When you print the records, keep every line identical to the original.
Top of Data shown
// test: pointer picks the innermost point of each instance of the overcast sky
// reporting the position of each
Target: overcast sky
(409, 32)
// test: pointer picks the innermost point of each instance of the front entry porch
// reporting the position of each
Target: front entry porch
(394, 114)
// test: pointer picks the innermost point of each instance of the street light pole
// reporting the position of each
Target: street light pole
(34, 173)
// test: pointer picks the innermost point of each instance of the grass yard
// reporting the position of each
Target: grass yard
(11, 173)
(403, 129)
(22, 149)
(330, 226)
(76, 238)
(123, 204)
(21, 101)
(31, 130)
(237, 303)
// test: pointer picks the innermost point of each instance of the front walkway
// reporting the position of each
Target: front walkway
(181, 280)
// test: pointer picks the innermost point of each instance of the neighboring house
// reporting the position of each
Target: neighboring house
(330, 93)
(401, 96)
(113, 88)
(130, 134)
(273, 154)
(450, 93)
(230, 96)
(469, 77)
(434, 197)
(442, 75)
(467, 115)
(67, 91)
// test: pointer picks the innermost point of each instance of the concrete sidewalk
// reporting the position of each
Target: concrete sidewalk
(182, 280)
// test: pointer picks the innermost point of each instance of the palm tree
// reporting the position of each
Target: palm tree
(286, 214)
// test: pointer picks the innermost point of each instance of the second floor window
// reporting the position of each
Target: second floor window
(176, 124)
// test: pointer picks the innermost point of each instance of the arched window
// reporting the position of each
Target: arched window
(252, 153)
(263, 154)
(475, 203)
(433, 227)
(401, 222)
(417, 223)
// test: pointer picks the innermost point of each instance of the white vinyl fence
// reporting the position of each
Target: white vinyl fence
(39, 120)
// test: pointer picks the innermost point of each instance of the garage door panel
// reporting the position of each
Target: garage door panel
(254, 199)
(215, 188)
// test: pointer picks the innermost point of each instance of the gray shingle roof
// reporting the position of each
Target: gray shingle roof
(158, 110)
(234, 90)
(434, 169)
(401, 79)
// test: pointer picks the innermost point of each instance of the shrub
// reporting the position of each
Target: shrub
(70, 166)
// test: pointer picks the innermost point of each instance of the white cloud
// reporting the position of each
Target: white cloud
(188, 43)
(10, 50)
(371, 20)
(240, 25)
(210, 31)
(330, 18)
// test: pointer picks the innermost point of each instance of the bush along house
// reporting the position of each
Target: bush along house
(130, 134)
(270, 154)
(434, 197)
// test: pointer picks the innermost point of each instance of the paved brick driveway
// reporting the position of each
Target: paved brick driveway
Bottom of Data shown
> **Task response**:
// test: pointer picks the innermost point of each instance of the overcast sky
// reporting the position of each
Target: overcast sky
(409, 32)
// test: pointer picks the innermost point of each instance of the front entry porch
// reporting the position of each
Target: front entry porch
(394, 114)
// test: pointer picks the innermost point of each instance of the street light pole
// reporting the position of each
Target: street light pole
(34, 173)
// test: pointer picks the innermost point of each instance of the grass yard
// reporting the position of each
Target: grass yard
(11, 173)
(403, 129)
(22, 149)
(330, 226)
(76, 238)
(123, 204)
(21, 101)
(31, 130)
(237, 303)
// test: pointer picks the innermost point of each instance of the front walkway
// reporting the position of each
Target: front walkway
(181, 280)
// test: pointer picks the innermost point of each instance of the neighboring house
// reporting the position of each
Target: neighboring house
(330, 93)
(401, 96)
(113, 88)
(130, 134)
(273, 154)
(450, 93)
(230, 96)
(469, 77)
(434, 197)
(442, 75)
(467, 115)
(67, 91)
// test: pointer picks the innermost point of each instance of the concrete sidewalk
// reporting the position of each
Target: concrete sidewalk
(182, 280)
// test: pointer picks the innermost point of each instance of the palm tree
// reporting the position of each
Target: palm tree
(286, 214)
// test: pointer picks the innermost point of each instance of the second floor window
// reporting the position of each
Target: second floor window
(176, 124)
// test: pointer picks the innermost point of each instance of the arched window
// reporting the position of each
Target: arched window
(252, 153)
(263, 154)
(475, 203)
(433, 227)
(401, 222)
(417, 223)
// test: pointer picks the innermost point of each instance of the white vinyl fence
// reporting the position of each
Target: white vinyl fence
(39, 120)
// test: pointer picks the innermost point of each instance of the garage door panel
// reporting the position of each
Target: garage door panel
(254, 199)
(215, 188)
// test: pointer picks the innermost point of each instance of the gray shingle roof
// reporting the position of each
Target: gray shingle roof
(158, 110)
(234, 90)
(434, 169)
(401, 79)
// test: pointer picks the innermost point of each instance of the shrub
// reporting the position of each
Target: shrub
(70, 166)
// test: pointer picks the innermost point of each instance of the white cloud
// reporting the position of each
Target: white cloud
(188, 43)
(10, 50)
(371, 20)
(240, 25)
(210, 31)
(330, 18)
// test: pointer picks the innermost point of each instance of the bush along house
// reporting the position of each
Target: bush along house
(130, 134)
(270, 154)
(434, 197)
// test: pointer picks the innermost point of each instance of the paved brick driveway
// reporting the position of each
Target: paved brick driveway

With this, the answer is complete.